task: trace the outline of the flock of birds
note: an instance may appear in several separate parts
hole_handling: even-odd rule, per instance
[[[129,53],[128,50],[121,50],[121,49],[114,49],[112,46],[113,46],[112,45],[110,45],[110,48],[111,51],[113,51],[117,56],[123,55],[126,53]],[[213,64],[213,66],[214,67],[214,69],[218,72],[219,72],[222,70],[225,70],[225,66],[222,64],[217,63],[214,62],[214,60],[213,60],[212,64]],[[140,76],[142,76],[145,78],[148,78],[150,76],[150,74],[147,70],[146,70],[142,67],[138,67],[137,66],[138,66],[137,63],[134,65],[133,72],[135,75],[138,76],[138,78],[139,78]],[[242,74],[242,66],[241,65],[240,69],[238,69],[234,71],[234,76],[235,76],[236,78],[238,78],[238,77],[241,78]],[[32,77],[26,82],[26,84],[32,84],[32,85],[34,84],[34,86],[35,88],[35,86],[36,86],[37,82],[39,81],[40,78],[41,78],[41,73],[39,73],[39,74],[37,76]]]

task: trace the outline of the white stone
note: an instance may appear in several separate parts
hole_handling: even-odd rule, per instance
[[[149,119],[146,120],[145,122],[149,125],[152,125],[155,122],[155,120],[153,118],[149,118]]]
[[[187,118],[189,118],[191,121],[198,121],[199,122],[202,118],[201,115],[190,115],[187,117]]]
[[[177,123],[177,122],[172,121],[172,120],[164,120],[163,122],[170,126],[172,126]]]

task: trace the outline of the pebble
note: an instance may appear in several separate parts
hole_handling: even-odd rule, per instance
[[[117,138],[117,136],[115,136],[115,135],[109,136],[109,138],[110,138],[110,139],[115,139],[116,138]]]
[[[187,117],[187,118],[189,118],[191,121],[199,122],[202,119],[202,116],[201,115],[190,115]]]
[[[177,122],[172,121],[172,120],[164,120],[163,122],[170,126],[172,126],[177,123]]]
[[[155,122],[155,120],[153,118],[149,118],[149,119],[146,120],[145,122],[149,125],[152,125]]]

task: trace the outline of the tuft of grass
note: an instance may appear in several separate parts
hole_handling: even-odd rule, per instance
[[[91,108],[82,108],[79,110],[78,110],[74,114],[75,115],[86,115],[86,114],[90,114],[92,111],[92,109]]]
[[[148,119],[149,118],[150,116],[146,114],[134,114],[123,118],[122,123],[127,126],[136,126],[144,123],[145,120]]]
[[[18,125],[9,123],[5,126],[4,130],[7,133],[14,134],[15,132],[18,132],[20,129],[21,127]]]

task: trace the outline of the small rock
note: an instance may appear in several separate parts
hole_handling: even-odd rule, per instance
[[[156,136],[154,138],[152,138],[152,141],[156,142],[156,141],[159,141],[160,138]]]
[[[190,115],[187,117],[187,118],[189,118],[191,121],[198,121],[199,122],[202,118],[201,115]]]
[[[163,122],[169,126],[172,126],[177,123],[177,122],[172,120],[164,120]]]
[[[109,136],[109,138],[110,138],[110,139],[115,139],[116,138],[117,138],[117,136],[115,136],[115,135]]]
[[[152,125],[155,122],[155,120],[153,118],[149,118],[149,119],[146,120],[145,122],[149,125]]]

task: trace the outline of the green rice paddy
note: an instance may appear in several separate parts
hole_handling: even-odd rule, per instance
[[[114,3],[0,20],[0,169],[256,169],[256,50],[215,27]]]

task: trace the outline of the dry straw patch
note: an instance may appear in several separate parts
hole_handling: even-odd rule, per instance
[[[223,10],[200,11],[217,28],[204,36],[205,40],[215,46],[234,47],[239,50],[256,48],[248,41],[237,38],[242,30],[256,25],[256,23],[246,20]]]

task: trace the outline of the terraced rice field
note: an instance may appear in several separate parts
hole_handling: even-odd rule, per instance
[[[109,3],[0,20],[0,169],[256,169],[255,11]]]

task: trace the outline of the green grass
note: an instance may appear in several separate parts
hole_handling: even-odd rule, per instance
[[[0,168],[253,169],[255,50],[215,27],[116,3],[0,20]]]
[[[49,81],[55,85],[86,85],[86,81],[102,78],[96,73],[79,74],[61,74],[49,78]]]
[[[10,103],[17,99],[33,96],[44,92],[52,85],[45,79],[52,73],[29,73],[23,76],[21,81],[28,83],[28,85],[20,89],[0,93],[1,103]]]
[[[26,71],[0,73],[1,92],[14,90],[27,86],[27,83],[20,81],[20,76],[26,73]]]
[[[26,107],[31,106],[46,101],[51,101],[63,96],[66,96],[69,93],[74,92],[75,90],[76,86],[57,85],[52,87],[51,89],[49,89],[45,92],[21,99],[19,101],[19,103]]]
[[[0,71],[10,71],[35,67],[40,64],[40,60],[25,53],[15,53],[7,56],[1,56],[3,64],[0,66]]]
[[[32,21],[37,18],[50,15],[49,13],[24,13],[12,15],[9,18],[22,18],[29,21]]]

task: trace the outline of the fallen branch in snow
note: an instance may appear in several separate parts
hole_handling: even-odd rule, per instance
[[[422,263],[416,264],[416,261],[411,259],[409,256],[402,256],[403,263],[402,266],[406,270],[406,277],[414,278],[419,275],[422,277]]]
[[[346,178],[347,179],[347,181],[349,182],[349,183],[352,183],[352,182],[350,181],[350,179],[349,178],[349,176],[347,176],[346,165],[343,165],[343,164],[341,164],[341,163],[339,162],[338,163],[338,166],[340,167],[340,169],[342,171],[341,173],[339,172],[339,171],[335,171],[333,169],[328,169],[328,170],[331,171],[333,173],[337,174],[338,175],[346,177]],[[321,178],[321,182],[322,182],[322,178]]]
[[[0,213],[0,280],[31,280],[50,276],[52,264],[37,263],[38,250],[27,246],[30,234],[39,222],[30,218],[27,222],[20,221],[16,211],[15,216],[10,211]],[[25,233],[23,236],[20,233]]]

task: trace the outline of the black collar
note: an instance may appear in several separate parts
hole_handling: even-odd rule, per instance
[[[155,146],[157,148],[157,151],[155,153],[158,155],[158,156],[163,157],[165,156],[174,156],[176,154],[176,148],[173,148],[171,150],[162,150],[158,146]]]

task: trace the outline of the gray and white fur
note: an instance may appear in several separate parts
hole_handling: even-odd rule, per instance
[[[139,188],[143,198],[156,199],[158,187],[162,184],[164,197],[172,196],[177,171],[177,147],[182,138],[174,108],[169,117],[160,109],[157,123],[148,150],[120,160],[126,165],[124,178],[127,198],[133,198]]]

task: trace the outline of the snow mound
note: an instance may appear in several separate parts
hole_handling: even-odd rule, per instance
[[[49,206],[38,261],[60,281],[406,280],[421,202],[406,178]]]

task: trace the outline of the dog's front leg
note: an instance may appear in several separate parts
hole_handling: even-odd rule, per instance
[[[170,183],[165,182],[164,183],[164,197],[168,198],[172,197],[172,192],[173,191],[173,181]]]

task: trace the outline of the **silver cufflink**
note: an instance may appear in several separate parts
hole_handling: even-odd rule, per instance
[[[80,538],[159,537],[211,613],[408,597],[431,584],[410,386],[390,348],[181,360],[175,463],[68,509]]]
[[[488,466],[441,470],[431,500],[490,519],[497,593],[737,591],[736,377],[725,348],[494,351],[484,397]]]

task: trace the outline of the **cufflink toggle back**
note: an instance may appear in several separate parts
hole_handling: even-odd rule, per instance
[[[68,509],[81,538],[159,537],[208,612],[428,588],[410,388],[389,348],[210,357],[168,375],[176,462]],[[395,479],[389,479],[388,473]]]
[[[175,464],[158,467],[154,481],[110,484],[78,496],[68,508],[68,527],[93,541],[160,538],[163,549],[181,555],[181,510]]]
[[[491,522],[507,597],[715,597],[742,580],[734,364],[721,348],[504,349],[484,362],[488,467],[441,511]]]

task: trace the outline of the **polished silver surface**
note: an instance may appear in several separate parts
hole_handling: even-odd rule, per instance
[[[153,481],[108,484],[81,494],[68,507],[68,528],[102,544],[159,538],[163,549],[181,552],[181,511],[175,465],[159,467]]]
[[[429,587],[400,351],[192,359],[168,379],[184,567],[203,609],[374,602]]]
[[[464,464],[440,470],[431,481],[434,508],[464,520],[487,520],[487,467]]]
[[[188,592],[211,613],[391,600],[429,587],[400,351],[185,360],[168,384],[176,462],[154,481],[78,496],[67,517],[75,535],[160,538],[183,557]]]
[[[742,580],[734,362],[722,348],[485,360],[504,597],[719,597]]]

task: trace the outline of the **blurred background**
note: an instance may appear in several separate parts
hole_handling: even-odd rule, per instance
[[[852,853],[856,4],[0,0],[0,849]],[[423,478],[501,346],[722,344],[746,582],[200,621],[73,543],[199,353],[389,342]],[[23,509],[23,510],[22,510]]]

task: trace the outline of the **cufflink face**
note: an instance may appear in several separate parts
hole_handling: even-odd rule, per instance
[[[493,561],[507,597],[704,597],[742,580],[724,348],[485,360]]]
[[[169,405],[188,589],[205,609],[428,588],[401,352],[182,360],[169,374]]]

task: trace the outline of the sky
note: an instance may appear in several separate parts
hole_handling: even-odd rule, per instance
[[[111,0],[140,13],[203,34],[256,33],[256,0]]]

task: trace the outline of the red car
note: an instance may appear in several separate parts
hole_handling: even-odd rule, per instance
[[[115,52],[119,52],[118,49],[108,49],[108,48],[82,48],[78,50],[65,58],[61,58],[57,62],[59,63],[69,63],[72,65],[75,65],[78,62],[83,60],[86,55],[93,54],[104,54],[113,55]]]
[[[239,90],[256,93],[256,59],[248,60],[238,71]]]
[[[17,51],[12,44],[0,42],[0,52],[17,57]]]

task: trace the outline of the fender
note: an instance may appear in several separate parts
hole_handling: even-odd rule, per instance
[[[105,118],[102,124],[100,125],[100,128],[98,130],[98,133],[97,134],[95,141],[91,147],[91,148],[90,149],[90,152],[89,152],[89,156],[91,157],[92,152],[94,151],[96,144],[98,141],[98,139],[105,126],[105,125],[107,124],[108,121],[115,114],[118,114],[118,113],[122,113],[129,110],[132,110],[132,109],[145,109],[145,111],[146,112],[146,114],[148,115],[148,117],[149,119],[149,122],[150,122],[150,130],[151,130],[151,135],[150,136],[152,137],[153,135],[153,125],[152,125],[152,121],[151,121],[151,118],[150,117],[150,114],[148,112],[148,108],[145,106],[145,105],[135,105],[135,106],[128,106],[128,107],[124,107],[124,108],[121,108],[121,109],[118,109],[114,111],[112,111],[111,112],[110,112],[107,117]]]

> _What you need to do_: Write everything from the line containing "task: trace the outline of the green rice" down to the line containing "[[[114,3],[0,20],[0,169],[256,169],[256,50],[215,27]]]", both included, as a JSON list of strings with one string per line and blank lines left out.

> _Finished answer_:
[
  "task: trace the outline of the green rice paddy",
  "note: an instance may appear in several separate parts",
  "hole_handling: even-odd rule, per instance",
  "[[[114,3],[0,20],[0,169],[256,169],[256,50],[215,27]]]"
]